[Position annotation rows]
· · · · ·

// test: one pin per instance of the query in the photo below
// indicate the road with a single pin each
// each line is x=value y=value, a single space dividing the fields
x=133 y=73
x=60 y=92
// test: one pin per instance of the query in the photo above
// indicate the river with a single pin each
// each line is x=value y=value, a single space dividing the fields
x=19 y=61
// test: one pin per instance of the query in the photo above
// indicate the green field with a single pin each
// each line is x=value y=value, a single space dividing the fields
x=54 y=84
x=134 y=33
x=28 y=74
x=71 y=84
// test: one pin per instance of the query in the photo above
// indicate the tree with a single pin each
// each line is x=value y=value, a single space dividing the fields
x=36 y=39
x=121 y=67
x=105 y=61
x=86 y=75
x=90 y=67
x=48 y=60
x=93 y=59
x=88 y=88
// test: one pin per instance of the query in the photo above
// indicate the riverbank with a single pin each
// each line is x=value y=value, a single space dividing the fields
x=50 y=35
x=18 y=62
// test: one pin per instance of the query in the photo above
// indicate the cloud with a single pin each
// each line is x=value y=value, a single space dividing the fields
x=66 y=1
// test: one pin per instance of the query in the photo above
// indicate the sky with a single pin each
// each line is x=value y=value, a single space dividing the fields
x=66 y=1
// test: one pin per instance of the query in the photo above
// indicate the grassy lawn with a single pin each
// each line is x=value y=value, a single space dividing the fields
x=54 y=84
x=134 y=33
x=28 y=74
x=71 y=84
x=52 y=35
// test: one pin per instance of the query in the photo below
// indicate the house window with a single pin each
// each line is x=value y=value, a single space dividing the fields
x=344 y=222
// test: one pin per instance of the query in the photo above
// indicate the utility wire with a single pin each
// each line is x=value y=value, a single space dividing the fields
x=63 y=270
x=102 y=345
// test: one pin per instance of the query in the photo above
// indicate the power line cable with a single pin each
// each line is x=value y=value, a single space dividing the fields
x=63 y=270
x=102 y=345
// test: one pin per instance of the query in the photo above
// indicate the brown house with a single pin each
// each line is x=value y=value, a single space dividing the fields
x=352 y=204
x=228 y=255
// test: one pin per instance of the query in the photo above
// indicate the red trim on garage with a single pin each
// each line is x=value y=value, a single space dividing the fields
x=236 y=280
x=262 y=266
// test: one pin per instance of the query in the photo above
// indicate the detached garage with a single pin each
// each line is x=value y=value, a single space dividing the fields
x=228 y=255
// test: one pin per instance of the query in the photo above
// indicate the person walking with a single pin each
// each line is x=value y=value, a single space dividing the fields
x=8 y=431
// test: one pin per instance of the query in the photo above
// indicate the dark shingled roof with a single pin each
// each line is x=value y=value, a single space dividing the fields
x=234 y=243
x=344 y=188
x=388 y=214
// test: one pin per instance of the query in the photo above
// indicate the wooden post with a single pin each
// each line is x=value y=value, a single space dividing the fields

· · · · ·

▶ [Task objective]:
Extract every line from the rows above that contains the string "house". Case counts, so skip any line where it appears only with different capitalization.

▶ [Solved problem]:
// indicate the house window with a single pin each
// indicate the brown house with a single pin each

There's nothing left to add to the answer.